* TASK PROMPT:
Locate "TARGET: small white boat in distance" in the listing. Transcribe the line that contains it and every line that follows, through the last, omitting all pictures.

☆ ☆ ☆ ☆

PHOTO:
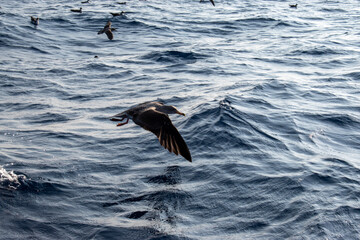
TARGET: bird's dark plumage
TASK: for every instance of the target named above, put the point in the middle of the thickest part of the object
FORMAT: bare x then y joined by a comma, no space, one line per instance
153,116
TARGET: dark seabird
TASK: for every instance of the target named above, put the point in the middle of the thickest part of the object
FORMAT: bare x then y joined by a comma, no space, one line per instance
76,10
34,21
153,116
212,1
118,14
108,30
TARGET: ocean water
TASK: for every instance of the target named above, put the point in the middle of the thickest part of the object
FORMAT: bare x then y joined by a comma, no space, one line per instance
272,102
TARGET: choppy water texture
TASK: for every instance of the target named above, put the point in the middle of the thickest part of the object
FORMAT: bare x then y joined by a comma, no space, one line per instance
272,102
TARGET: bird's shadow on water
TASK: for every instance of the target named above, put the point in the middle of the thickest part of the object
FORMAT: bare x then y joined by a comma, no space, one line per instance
160,201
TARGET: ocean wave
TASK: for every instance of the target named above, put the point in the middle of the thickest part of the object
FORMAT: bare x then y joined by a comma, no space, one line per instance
174,56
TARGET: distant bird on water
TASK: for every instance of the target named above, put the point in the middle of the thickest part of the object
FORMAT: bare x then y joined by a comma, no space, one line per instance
76,10
118,14
34,21
153,116
212,1
108,30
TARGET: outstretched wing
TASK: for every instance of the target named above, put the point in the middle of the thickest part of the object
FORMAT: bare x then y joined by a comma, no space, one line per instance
161,125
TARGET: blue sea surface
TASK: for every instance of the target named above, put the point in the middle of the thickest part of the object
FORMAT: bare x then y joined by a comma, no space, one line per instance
272,102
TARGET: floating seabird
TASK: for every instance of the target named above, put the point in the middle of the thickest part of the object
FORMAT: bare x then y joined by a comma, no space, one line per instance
212,1
76,10
108,30
118,14
34,21
153,116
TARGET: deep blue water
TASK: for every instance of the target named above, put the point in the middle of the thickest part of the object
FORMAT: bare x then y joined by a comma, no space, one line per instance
272,102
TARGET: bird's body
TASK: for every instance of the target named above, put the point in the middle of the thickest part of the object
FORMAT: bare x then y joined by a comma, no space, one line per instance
118,14
34,21
108,30
76,10
153,116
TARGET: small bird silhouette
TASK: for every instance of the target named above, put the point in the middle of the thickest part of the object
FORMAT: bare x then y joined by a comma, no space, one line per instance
153,116
108,30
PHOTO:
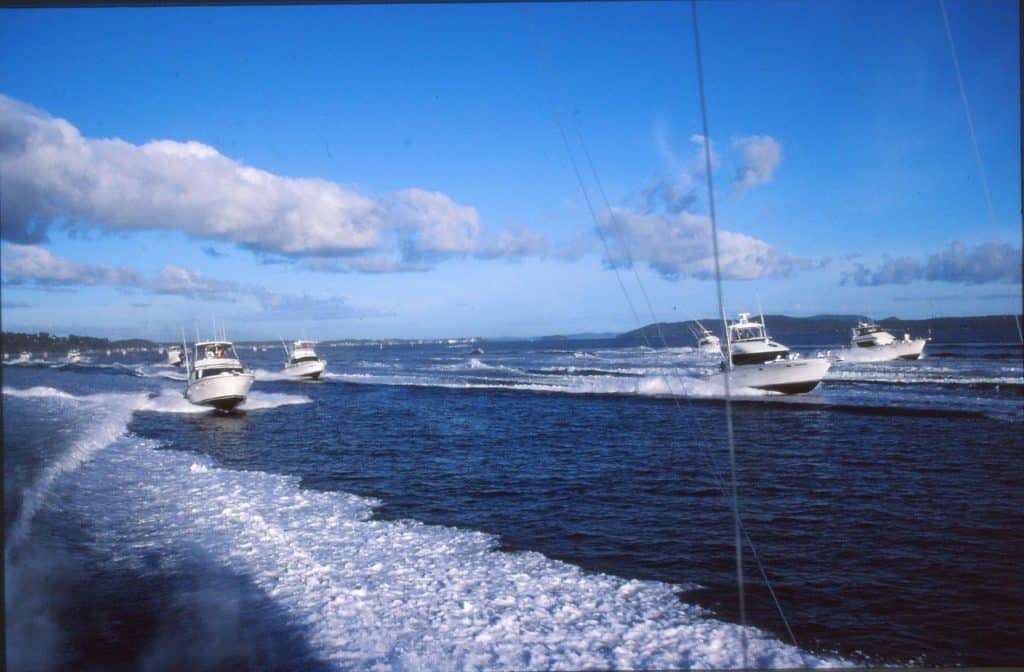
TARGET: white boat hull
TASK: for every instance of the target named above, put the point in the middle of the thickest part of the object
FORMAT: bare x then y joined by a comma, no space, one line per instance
223,391
911,349
785,376
311,370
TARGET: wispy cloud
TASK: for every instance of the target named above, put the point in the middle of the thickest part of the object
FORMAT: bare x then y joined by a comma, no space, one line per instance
29,264
24,263
680,191
759,156
680,245
987,262
54,174
275,305
676,241
33,264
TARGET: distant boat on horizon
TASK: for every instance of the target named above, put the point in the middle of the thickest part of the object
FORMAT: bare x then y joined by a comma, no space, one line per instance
302,361
868,340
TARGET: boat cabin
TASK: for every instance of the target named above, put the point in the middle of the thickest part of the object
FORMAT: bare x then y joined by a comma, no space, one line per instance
744,330
302,351
215,359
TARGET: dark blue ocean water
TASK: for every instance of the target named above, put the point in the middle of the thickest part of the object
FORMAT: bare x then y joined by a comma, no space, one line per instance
536,506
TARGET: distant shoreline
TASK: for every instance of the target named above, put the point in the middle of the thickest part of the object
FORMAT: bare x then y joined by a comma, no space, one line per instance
673,332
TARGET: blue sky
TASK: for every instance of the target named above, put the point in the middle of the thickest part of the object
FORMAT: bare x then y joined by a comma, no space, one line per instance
413,182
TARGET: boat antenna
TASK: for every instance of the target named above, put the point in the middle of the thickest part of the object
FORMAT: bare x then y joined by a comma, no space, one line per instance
761,311
725,326
184,350
967,112
657,327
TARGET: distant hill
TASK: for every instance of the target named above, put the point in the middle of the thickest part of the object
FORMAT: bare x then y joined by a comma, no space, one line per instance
14,342
828,328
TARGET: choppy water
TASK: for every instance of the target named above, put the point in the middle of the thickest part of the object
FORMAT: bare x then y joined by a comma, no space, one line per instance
536,506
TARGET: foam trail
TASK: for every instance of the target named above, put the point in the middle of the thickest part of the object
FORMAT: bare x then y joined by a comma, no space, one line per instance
38,392
110,415
376,594
658,386
263,374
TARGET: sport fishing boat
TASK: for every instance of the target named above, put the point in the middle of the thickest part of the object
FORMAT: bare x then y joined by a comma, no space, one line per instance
303,362
175,355
708,342
216,377
756,361
869,339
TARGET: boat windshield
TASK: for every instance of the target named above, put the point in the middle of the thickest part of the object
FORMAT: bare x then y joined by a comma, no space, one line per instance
219,351
216,371
748,333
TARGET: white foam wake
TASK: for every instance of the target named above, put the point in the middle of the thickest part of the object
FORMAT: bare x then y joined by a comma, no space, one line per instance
663,386
109,418
377,594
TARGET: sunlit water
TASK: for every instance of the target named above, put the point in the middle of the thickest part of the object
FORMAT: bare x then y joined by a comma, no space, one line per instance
536,506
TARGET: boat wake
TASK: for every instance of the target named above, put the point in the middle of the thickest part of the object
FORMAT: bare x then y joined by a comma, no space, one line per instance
384,593
109,418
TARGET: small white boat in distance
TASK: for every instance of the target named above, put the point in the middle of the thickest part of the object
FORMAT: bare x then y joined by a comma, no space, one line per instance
870,341
216,377
175,355
763,364
303,362
708,342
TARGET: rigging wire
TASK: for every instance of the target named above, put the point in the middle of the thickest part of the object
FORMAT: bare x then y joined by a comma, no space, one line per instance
967,112
725,328
716,472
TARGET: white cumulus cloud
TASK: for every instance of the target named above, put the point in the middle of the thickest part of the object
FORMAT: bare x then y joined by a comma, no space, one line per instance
679,244
759,156
53,175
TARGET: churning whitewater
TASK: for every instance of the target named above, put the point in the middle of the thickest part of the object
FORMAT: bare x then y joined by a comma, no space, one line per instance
535,507
374,593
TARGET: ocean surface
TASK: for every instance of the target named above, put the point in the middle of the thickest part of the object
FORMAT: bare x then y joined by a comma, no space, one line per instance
543,505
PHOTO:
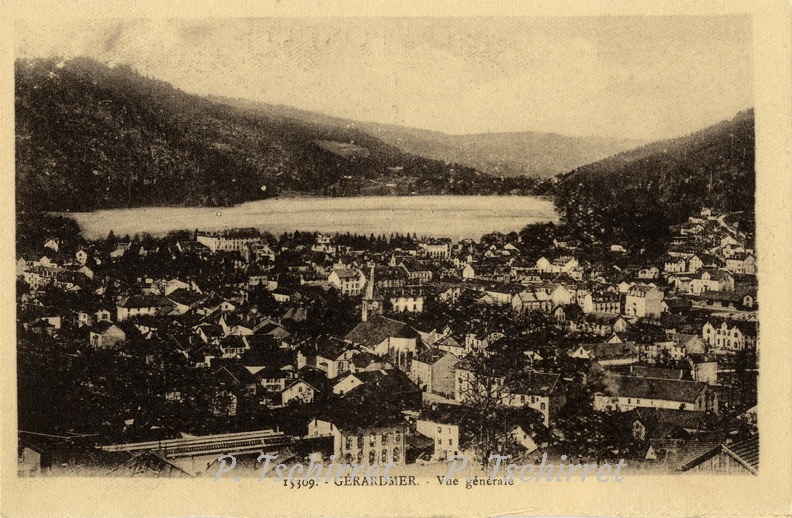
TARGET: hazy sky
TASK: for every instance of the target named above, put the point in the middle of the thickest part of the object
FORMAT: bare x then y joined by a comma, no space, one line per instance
632,77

☆ ☆ ☆ ☆

* RESPONSE TO THIS TASK:
TARGET: small white boat in distance
TASK: for every instance of the target named above, put the point in the middle of the thickest part of the object
FORMAT: bare x then y joined by a comma, no space, one line per instance
870,341
216,377
175,355
763,364
303,362
708,342
TARGET: rigging wire
TASK: for every instance of the target named above, put the point in the middle of the thickest part of the object
FORMAT: bare x then y joined by a comma, no space, one line per instance
967,112
725,328
716,472
TARGET: white cumulus cloud
TASK: for every instance of the target named above, put the point in the middle of the thickest part of the object
FORMAT: bare x then y joined by a comma, no space, one line per instance
679,244
759,156
53,175
TARGET: churning whitewater
TASK: for every instance of the target named above, put the point in the middle of the thickest part of the object
FORMAT: bare x then y joined by a comma, no space, one line per instance
535,507
374,593
TARGET: ocean surface
TASK: for every instance of the target named above, put the point in the middle of the thickest part of the object
FORMAT: bare x then y joined by a comma, no space, one line per instance
543,505
PHOTO:
TARGET: hazy sky
TASK: for every instance of the target named above, put the point in the middle of the thickest part of the object
FORMAT: bare x then y joined by a comma, no space, one line per instance
632,77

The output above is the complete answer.